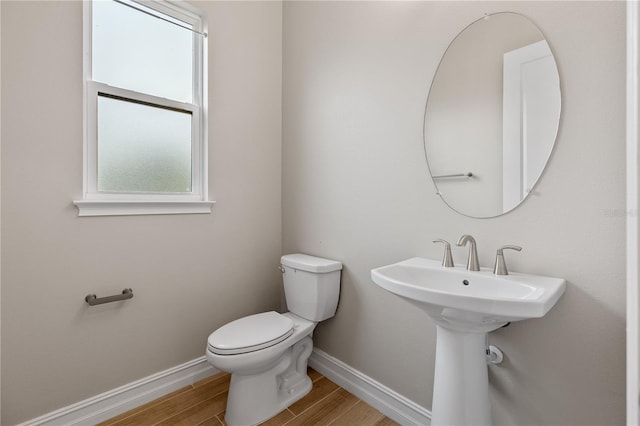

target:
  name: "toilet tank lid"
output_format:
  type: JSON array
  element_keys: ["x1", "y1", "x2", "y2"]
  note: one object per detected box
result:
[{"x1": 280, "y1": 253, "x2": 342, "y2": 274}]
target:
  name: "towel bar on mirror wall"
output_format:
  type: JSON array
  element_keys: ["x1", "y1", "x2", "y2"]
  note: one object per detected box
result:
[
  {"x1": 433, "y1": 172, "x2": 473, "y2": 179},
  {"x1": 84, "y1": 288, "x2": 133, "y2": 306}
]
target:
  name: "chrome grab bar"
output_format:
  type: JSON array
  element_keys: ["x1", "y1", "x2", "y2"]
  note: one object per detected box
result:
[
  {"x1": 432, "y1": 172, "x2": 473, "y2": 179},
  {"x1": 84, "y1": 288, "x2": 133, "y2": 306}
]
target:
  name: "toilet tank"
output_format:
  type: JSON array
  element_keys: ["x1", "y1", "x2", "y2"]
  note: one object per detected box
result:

Your objective
Rewrite all of the lines above as a Markdown table with two columns, Row and Line, numbering each row and skipping blank lines. Leave the picture out of the table.

Written answer
| Row | Line |
|---|---|
| 1 | target: |
| 2 |   name: "toilet tank lid" |
| 3 | output_format: |
| 4 |   type: JSON array |
| 5 |   element_keys: ["x1", "y1", "x2", "y2"] |
| 6 |   note: one object per detected box |
| 7 | result: |
| 8 | [{"x1": 280, "y1": 253, "x2": 342, "y2": 274}] |
| 9 | target: |
| 10 |   name: "towel bar on mirror wall" |
| 11 | output_format: |
| 12 |   type: JSON array |
| 13 |   element_keys: ["x1", "y1", "x2", "y2"] |
| 14 |   note: one object per detected box |
| 15 | result: |
| 16 | [ |
| 17 |   {"x1": 433, "y1": 172, "x2": 473, "y2": 179}, |
| 18 |   {"x1": 84, "y1": 288, "x2": 133, "y2": 306} |
| 19 | ] |
| 20 | target: |
| 21 |   name: "chrome grab bar" |
| 22 | output_format: |
| 23 |   type: JSON array |
| 24 |   element_keys: ["x1", "y1", "x2", "y2"] |
| 25 |   note: one object per detected box |
| 26 | result: |
| 27 | [ |
| 28 |   {"x1": 432, "y1": 172, "x2": 473, "y2": 179}, |
| 29 |   {"x1": 84, "y1": 288, "x2": 133, "y2": 306} |
| 30 | ] |
| 31 | target: |
| 32 |   name: "toilet tank" |
| 33 | output_format: |
| 34 |   type: JSON array |
| 35 |   element_keys: ["x1", "y1", "x2", "y2"] |
| 36 |   note: one object per detected box |
| 37 | result: |